» **What you should do**
Please format the material as a JSON list of strings, one string per line, covering everything from the line that contains "the patient's hand" down to the line that contains "[[254, 217], [149, 270], [62, 233]]", both included. Leave out blank lines and the pictures.

» **Collection entries**
__________

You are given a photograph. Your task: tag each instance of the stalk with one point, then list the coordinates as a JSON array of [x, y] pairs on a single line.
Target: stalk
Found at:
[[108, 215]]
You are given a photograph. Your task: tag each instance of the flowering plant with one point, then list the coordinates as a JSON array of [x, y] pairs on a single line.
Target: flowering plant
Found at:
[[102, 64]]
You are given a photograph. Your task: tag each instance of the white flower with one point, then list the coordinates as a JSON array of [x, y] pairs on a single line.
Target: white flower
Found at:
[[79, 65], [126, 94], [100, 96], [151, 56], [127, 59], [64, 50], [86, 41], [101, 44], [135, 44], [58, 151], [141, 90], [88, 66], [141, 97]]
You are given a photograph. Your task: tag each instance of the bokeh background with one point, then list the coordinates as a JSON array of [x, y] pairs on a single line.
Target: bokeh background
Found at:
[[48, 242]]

__________

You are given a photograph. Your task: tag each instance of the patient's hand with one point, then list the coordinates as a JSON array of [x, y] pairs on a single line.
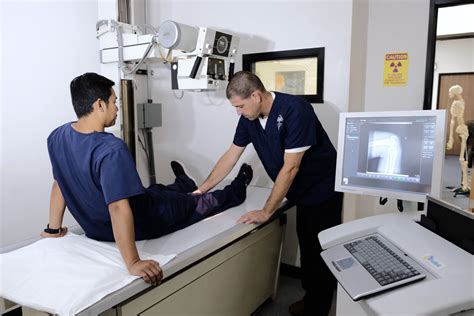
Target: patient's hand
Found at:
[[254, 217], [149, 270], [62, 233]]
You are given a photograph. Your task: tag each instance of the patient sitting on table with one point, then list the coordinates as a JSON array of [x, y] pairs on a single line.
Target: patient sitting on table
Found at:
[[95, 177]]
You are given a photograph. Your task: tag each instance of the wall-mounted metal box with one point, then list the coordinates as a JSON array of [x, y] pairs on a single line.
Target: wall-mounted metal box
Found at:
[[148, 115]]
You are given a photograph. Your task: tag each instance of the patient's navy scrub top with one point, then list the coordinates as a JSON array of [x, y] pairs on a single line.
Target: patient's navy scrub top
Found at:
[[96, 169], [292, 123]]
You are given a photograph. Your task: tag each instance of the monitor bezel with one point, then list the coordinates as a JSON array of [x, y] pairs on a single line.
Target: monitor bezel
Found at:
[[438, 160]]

__________

» **Task result**
[
  "You are given a photograph. Your task: tag each instance of the patient's hand with one point, then list the coordinates as a JSON array of [x, y] pairs on a single line.",
  "Target: patient's hand",
  "Found at:",
  "[[254, 217], [149, 270], [62, 233]]"
]